**Texto fornecido**

-- -- --

Este
ano eu retornei, depois de muito tempo, ao 3º ano do Ensino Médio. Basicamente,
quando parei de dar aulas para o 3º Ano o MEC ainda nem tinha criado o Programa
Universidade para Todos (PROUNI) e o Exame Nacional do Ensino Médio (ENEM)
ainda não era vinculando a concessão de vagas em universidades públicas. Sendo assim, analisar uma prova inteira do ENEM
é uma novidade e um desafio para mim.
Pois
bem. A prova de Ciências Humanas e suas Tecnologias (caderno branco) envolve questões
de História, Filosofia, Sociologia e Geografia. Vou tentar dar uma opinião
geral sobre ela, embora eu pretenda dar mais atenção às questões de História.
Vou
começar com alguns aspectos que eu considero positivos. A questão 03 que usa a História em Quadrinhos (HQ) de Marjane Satrapi, “Persépolis”, foi
bem formulada. A questão teve estrutura simples e, ao mesmo tempo, complexa. Os
quadrinhos, quando bem utilizados, podem enriquecer atividades e trazer provocações.
Pena que em 45 questões, apenas uma utilizou este recurso.
Senti
falta do uso de charges, presentes em avaliações anteriores. Aliás, usaram-se
em 45 questões poucas imagens (e não estou contando aqui gráficos e mapas): uma
HQ, algumas reproduções de pinturas, fotos e anúncios. Mas
é uma questão pessoal. Acho que a leitura de imagens precisa ser mais
explorada. Não estou desqualificando a avaliação por conta disso.
Com
relação às questões de História, achei que foram bem distribuídas, abarcando
vários períodos sem privilegiar um em específico. Mas senti falta de questões
referentes ao Império. No geral, eu
diria que o nível das questões estava bom, mas achei o vocabulário um tanto
rebuscado. Por exemplo, na questão 33, a alternativa (c) trazia a opção
“ordenar conflitos laborais” onde poderia ser “ordenar conflitos trabalhistas”.
Suponho que muitos estudantes erraram esta questão simplesmente porque não
sabiam o significado de “laboral”, termo que, na minha experiência de mais de
20 anos em sala de aula, não costuma ser usado nem mesmo em livros didáticos.
Foi
uma avaliação que privilegiou a interpretação. Eu acho isso positivo. Mas nas
questões de Filosofia e Sociologia achei que se abusou um pouco de termos
acadêmicos, de autores que são desconhecidos até para professores do Ensino
Médio. Vejam bem, nem todo professor de Humanas tem oportunidade de fazer um
mestrado ou um doutorado, de se aprofundar em alguns estudos, em alguns
autores. A maioria nem é estimulada a isso. Quanto mais formação, mais caro
fica o professor e, por exemplo, em algumas escolas particulares, a pós-graduação não oferece
vantagens financeiras aos docentes, que acabam se limitando a uma
especialização simples.

-- -- --

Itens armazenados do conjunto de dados
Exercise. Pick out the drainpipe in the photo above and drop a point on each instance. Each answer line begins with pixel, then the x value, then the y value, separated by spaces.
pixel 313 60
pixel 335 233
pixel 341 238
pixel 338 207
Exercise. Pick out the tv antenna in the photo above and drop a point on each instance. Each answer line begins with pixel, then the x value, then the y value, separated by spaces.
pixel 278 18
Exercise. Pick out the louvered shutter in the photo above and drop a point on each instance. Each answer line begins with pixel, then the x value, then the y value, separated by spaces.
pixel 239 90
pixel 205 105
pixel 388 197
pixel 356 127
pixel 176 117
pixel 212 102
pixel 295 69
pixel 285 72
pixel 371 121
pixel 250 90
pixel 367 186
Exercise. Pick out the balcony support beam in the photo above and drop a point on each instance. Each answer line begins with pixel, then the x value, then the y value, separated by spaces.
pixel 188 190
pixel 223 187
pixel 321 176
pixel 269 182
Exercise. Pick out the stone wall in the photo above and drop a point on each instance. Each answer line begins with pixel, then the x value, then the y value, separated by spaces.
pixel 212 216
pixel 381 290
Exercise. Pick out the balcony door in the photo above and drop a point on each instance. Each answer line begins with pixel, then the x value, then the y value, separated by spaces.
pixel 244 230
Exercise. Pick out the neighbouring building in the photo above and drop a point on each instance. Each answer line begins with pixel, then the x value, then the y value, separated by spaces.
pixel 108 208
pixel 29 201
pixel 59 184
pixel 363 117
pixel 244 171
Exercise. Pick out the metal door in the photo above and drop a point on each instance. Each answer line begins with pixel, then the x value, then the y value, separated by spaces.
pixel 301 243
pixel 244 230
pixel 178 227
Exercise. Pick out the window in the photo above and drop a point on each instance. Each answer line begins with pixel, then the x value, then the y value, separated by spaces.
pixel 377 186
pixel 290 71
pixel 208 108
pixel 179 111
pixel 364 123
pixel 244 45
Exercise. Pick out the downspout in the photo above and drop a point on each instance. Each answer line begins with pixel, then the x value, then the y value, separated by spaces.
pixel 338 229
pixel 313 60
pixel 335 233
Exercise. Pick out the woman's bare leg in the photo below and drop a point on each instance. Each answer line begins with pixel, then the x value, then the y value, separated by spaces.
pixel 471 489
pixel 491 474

-- -- --

**Tarefa**
Reescreva o trecho do texto sobre a prova do ENEM entre "Pena que em" e "por conta disso.", inclusive, trocando "charges" por "tirinhas".

**Resposta**
Pena que em 45 questões, apenas uma utilizou este recurso.
Senti
falta do uso de tirinhas, presentes em avaliações anteriores. Aliás, usaram-se
em 45 questões poucas imagens (e não estou contando aqui gráficos e mapas): uma
HQ, algumas reproduções de pinturas, fotos e anúncios. Mas
é uma questão pessoal. Acho que a leitura de imagens precisa ser mais
explorada. Não estou desqualificando a avaliação por conta disso.